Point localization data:
━━━━

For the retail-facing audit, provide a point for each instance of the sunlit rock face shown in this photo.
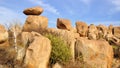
(3, 34)
(64, 24)
(33, 11)
(82, 28)
(35, 23)
(38, 52)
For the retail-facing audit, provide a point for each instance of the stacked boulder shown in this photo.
(34, 22)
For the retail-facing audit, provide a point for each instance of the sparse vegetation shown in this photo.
(60, 51)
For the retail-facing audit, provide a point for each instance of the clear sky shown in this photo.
(90, 11)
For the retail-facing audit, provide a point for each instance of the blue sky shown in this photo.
(90, 11)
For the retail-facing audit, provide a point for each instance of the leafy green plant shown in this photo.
(60, 51)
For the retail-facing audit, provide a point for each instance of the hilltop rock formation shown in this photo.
(82, 28)
(33, 11)
(116, 32)
(35, 23)
(92, 32)
(3, 34)
(28, 47)
(102, 31)
(64, 24)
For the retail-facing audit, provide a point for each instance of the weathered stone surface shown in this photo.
(102, 31)
(92, 32)
(35, 23)
(3, 34)
(82, 28)
(96, 53)
(33, 11)
(67, 36)
(38, 52)
(110, 29)
(116, 32)
(64, 24)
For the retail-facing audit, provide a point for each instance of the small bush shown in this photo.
(60, 51)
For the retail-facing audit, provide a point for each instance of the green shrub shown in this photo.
(60, 50)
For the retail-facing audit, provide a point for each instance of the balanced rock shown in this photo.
(3, 34)
(82, 28)
(64, 24)
(33, 11)
(102, 31)
(35, 23)
(95, 53)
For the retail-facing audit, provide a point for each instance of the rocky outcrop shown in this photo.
(33, 11)
(110, 29)
(38, 52)
(116, 32)
(102, 31)
(64, 24)
(3, 34)
(35, 23)
(82, 28)
(92, 32)
(95, 53)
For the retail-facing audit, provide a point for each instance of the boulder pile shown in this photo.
(28, 47)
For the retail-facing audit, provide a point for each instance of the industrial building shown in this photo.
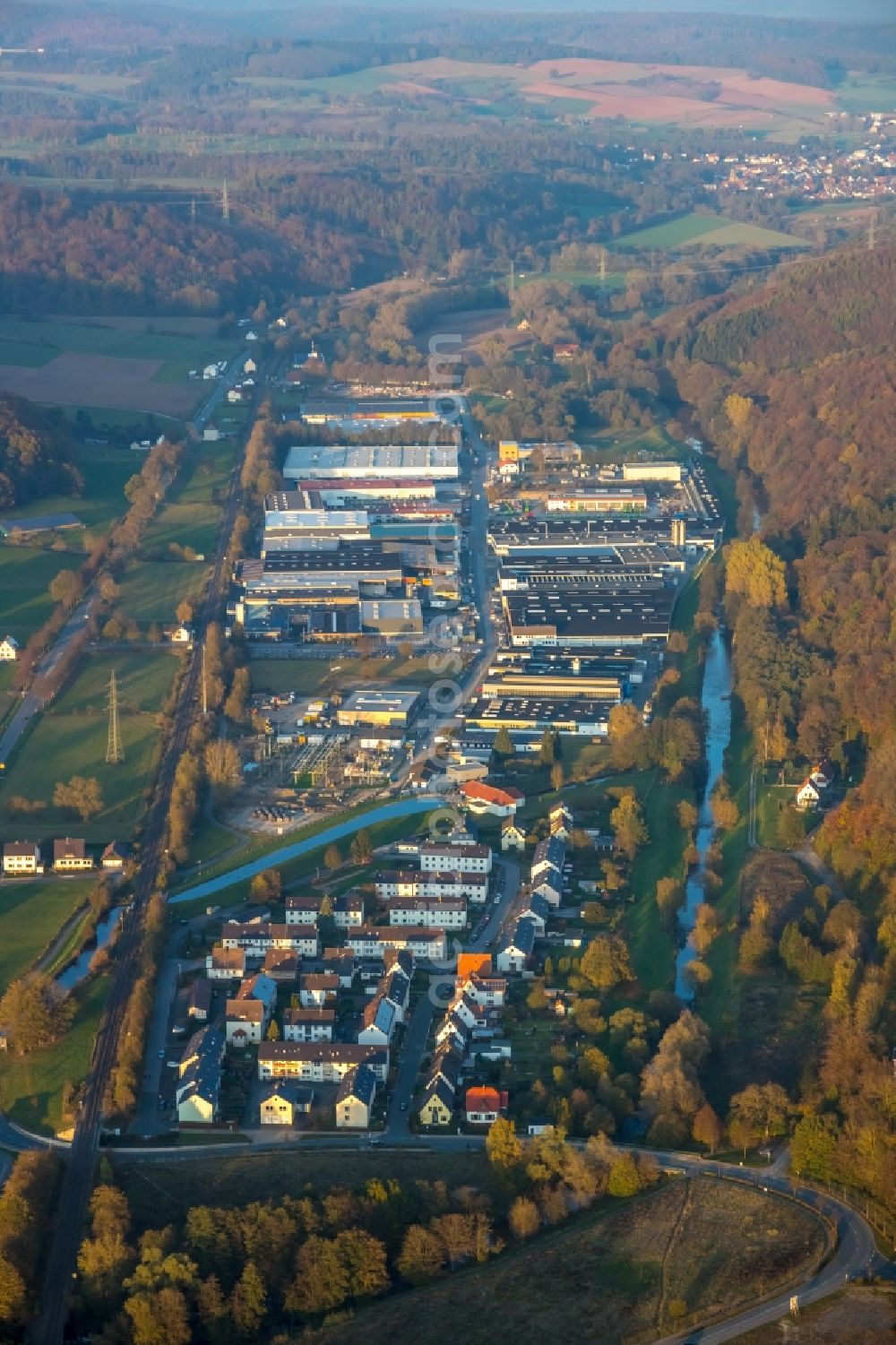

━━━━

Directions for this task: The records above are to be restated word for word, excluding all pictures.

Solution below:
For the retail-facing audit, provide a point for each instance of the sunlit rock face shown in this photo.
(3, 34)
(64, 24)
(33, 11)
(82, 28)
(35, 23)
(38, 52)
For the retail-facing audit, provide a point for each instance of the stacked boulder shown in this photo.
(34, 22)
For the retail-facing audit, provide a point for each instance of the sparse vegetation shown in this photo.
(60, 51)
For the retail-facing audit, provide a point for each instance of the clear sky shown in this photo.
(90, 11)
For the retail-facing audit, provide a point for each instance of the blue sky shown in this photo.
(90, 11)
For the retail-facing audit, provide a point for each instance of the leafy green plant shown in this photo.
(60, 51)
For the retail-facing audit, provide a point for each instance of the hilltop rock formation shown in this photo.
(82, 28)
(33, 11)
(116, 32)
(35, 23)
(92, 32)
(3, 34)
(28, 47)
(102, 31)
(64, 24)
For the retail-facing audit, provide a point for each instance of the weathered stone surface shown in this photo.
(102, 31)
(92, 32)
(35, 23)
(3, 34)
(82, 28)
(96, 53)
(33, 11)
(67, 36)
(38, 52)
(110, 29)
(116, 32)
(64, 24)
For the retail-facing audit, provide a point for each instance of the small bush shown in this photo.
(60, 51)
For the retail-facing audit, provide a point for each instance of the green shrub shown in this photo.
(60, 50)
For the retail-facing audit, provide a point for each instance of the balanced rock shown in this photo.
(3, 34)
(82, 28)
(64, 24)
(33, 11)
(102, 31)
(35, 23)
(95, 53)
For the retail-facing audit, provide a point for each instance of the rocky outcrop shown in this photo.
(33, 11)
(110, 29)
(38, 52)
(116, 32)
(102, 31)
(64, 24)
(3, 34)
(35, 23)
(82, 28)
(92, 32)
(95, 53)
For the retail-facing audit, provide a point for each instance of the boulder pile shown in this photo.
(28, 47)
For the retail-facing audit, provide a point for each instance of the industrial building shown in this photo.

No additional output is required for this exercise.